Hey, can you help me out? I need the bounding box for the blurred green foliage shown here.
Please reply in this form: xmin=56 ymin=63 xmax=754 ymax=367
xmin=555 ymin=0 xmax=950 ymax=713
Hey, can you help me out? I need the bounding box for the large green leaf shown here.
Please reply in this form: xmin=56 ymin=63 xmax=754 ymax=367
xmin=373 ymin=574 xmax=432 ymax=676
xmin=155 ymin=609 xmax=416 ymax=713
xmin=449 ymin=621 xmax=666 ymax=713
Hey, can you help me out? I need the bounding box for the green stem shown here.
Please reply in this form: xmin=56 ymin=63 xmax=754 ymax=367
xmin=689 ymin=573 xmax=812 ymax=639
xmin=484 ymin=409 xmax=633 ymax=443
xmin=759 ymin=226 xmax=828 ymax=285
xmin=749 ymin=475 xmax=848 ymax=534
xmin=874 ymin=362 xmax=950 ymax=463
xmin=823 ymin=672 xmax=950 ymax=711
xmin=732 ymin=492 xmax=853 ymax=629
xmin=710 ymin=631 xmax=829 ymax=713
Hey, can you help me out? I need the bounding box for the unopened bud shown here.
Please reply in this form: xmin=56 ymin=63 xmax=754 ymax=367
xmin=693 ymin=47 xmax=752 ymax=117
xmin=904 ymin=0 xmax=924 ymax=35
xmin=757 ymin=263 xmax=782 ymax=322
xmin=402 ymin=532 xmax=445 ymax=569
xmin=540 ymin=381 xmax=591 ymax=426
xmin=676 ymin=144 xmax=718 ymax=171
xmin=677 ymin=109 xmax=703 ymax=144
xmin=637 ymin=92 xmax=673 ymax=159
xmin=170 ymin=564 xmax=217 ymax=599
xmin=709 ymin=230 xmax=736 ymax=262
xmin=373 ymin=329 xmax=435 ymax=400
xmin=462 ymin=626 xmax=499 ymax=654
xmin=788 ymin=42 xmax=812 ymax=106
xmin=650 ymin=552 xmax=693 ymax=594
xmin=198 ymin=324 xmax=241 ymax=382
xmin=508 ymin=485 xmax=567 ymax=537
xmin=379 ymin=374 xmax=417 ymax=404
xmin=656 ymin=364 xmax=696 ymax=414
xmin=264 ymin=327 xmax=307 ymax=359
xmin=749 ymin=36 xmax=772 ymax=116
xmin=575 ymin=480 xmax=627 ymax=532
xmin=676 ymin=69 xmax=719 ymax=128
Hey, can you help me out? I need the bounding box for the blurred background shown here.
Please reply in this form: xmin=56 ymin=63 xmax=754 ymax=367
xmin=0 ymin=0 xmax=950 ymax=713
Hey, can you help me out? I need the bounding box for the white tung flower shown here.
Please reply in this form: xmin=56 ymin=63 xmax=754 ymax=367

■ WHAT IS REQUIRED
Put every line of the listing above into a numbered list, omitting any blank lines.

■ RESPONSE FOR THIS EXERCISE
1. Hey, can you help me out? I need the bounding box for the blurred green foliage shown here.
2. Please reply in this form: xmin=56 ymin=63 xmax=754 ymax=367
3. xmin=555 ymin=0 xmax=950 ymax=713
4. Hey, can you help me out? I need the bounding box for the large green leaf shown here.
5. Please reply in this form: xmin=56 ymin=63 xmax=754 ymax=367
6. xmin=373 ymin=574 xmax=432 ymax=676
7. xmin=155 ymin=609 xmax=416 ymax=713
8. xmin=449 ymin=621 xmax=666 ymax=713
9. Hey, can you help me out? I need the bounding box for the green stem shown here.
10. Please reply in this form: xmin=56 ymin=63 xmax=754 ymax=367
11. xmin=689 ymin=573 xmax=812 ymax=639
12. xmin=484 ymin=409 xmax=633 ymax=443
13. xmin=759 ymin=226 xmax=828 ymax=285
14. xmin=749 ymin=475 xmax=848 ymax=534
15. xmin=874 ymin=362 xmax=950 ymax=463
16. xmin=823 ymin=672 xmax=950 ymax=711
17. xmin=732 ymin=492 xmax=853 ymax=629
18. xmin=710 ymin=631 xmax=829 ymax=713
19. Hey, can you help me out? I need the bounding box for the unopened bud shown here.
20. Please reply in this form: xmin=56 ymin=63 xmax=754 ymax=367
21. xmin=693 ymin=47 xmax=752 ymax=117
22. xmin=904 ymin=0 xmax=924 ymax=35
23. xmin=757 ymin=263 xmax=782 ymax=322
24. xmin=402 ymin=532 xmax=445 ymax=569
25. xmin=540 ymin=381 xmax=591 ymax=426
26. xmin=676 ymin=144 xmax=718 ymax=171
27. xmin=677 ymin=109 xmax=703 ymax=144
28. xmin=637 ymin=92 xmax=673 ymax=159
29. xmin=170 ymin=564 xmax=217 ymax=599
30. xmin=709 ymin=230 xmax=736 ymax=262
31. xmin=373 ymin=329 xmax=435 ymax=400
32. xmin=462 ymin=626 xmax=499 ymax=654
33. xmin=788 ymin=42 xmax=812 ymax=106
34. xmin=650 ymin=552 xmax=693 ymax=594
35. xmin=198 ymin=324 xmax=241 ymax=382
36. xmin=508 ymin=485 xmax=567 ymax=537
37. xmin=379 ymin=374 xmax=417 ymax=404
38. xmin=656 ymin=364 xmax=696 ymax=414
39. xmin=264 ymin=327 xmax=307 ymax=359
40. xmin=749 ymin=36 xmax=772 ymax=116
41. xmin=575 ymin=480 xmax=627 ymax=532
42. xmin=676 ymin=69 xmax=719 ymax=128
43. Hey, can you help me out? I need the bounding box for the blurred background shown here.
44. Please reply in this form: xmin=56 ymin=63 xmax=754 ymax=367
45. xmin=0 ymin=0 xmax=950 ymax=713
46. Hey, can you help me out? I need the bounding box for the white tung flower shown here.
47. Please reply in this form: xmin=56 ymin=63 xmax=754 ymax=367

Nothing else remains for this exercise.